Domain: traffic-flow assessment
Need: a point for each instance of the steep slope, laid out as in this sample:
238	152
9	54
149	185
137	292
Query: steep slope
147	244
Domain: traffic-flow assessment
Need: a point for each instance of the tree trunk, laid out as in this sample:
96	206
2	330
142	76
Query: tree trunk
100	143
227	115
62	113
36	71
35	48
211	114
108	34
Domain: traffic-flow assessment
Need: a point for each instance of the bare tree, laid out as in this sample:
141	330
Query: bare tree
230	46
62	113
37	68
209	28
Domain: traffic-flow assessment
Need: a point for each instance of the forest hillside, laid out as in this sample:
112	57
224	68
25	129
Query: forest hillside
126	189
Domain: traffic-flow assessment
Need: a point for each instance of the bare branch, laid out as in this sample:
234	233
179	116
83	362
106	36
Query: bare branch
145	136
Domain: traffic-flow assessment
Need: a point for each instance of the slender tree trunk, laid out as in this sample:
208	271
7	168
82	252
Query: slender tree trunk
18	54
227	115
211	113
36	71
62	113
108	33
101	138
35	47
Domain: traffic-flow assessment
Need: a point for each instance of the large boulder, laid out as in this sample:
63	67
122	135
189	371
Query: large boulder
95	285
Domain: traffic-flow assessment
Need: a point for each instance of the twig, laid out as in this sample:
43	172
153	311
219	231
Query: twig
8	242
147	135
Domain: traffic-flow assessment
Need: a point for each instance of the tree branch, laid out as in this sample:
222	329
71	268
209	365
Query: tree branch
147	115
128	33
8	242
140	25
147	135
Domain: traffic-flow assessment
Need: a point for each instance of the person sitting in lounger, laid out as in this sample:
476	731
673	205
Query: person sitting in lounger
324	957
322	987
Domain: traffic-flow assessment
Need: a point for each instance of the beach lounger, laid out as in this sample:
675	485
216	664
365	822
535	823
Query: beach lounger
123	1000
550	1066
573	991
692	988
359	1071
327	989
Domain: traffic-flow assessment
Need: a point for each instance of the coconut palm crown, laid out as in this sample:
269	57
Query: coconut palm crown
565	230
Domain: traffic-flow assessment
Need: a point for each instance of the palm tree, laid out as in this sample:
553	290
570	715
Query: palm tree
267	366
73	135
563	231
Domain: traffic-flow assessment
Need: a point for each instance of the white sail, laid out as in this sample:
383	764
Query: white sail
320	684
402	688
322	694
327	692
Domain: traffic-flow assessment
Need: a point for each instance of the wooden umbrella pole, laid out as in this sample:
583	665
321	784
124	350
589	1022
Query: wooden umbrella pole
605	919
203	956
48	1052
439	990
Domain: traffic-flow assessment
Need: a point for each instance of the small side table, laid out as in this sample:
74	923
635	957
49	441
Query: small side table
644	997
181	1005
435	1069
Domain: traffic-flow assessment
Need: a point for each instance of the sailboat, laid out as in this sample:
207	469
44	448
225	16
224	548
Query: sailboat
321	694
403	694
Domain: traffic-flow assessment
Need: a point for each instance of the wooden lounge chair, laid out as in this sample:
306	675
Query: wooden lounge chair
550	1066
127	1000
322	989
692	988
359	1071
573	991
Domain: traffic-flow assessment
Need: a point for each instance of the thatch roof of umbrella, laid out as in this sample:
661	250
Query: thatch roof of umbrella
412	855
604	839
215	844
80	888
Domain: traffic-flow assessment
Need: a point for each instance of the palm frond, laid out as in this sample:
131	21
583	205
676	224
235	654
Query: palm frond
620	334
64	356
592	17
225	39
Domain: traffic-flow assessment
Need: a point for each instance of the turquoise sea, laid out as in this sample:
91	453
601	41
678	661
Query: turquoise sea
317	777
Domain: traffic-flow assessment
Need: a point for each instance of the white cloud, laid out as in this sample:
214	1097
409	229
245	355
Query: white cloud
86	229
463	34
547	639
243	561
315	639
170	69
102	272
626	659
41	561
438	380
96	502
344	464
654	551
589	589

» Work to complete
Using the data above, return each line exactly as written.

» Expected output
Domain: traffic-flow assessment
Need: a point for each instance of the steep slope, laid out as in this sample:
238	152
9	54
149	185
137	292
Query: steep slope
147	244
Domain: traffic-flow assessment
Need: a point for each instance of the tree trunk, laid out as in this sample:
96	206
2	330
142	76
Query: tree trunk
100	143
227	115
62	113
36	71
35	48
211	114
108	34
Domain: traffic-flow assessment
Need: a point for each instance of the bare tree, laid out as in this sample:
141	330
Query: bare tree
230	46
62	113
37	68
209	28
Domain: traffic-flow assessment
Need: a point for each instance of the forest hillside, laid out as in this sample:
112	57
224	68
25	129
Query: forest hillside
126	189
Domain: traffic-flow assessment
Need: a point for each instance of the bare branch, laid out as in this sample:
234	233
179	116
83	362
106	36
Query: bare branch
145	136
Domain: traffic-flow assessment
Need: a point for each instance of the slender tree trunk, laid out as in this sample:
208	271
7	168
82	252
Query: slender tree trunk
18	54
227	115
211	113
36	71
62	113
108	33
101	138
35	47
Domain: traffic-flow assessment
Need: a point for each instance of the large boulder, laid out as in this sample:
63	67
122	135
189	371
Query: large boulder
95	285
Domain: traffic-flow assessment
Need: a point for each instance of the twig, laid out as in this sample:
43	172
153	311
219	231
Query: twig
8	242
147	135
Domain: traffic-flow assessment
Need: a point for each instance of the tree branch, laid out as in this sample:
222	329
71	268
209	365
Query: tree branch
147	115
128	33
8	242
140	25
147	135
Domain: traffic-flow assessment
Need: a point for each instance of the person sitting in lounger, laid out as in this sample:
476	731
673	205
Query: person sitting in lounger
324	957
322	987
Domain: traffic-flow assessment
Need: a point for each instance of the beach lounger, laid out as in this sample:
675	485
216	664
365	822
535	823
Query: beach lounger
123	1000
550	1066
573	991
692	988
359	1071
327	989
Domain: traffic-flow assessment
Need: a point for each instance of the coconut palm crown, laid out as in this sample:
269	57
Query: coconut palm crown
565	230
Domain: traffic-flow assessment
Need: a point for each instance of the palm tree, laid out as in this sample:
553	290
570	715
Query: palm tree
267	366
73	135
563	231
Domain: traffic-flow assessment
Need: a point for each instance of the white sail, laid out as in this sample:
383	764
Query: white sail
320	684
402	688
322	694
327	692
Domain: traffic-flow assessment
Need: a point for each instance of the wooden umbrella pole, laid out as in this sample:
583	665
321	784
124	350
589	1022
Query: wooden umbrella pole
605	919
203	956
48	1052
439	990
Domain: traffic-flow assessment
Need: a point for each instance of the small side table, laid out as in this sample:
74	923
635	957
49	441
Query: small side table
644	997
181	1005
435	1069
Domain: traffic-flow assessment
Need: a point for each instance of the sailboat, laid out as in this sample:
207	469
44	448
225	16
224	548
Query: sailboat
321	694
403	694
Domain: traffic-flow assessment
Need: a point for each instance of the wooden lounge chair, laid out as in this sample:
306	675
Query: wooden lounge chair
550	1066
127	1000
322	989
692	988
359	1071
573	991
Domain: traffic-flow assessment
Need: a point for each instance of the thatch roof of umbrella, laid out as in this sample:
661	250
Query: thatch roof of umbrella
412	855
604	839
215	844
80	888
Domain: traffic-flow assessment
Need: a point for each instance of the palm frond, laid out as in this sample:
131	21
583	205
676	224
235	654
Query: palm frond
620	334
64	356
592	17
225	39
Domain: traffic-flow assessment
Need: a point for each instance of the turquoise sea, laid out as in this sample:
91	453
601	41
678	661
Query: turquoise sea
317	777
Domain: traffic-flow assessment
Need: a point for each instance of the white cloud, laid out as in this sample:
214	1097
409	229
245	355
Query: white cloud
86	229
463	34
547	639
243	561
315	639
170	69
102	272
626	659
41	561
438	380
96	502
344	464
654	551
589	589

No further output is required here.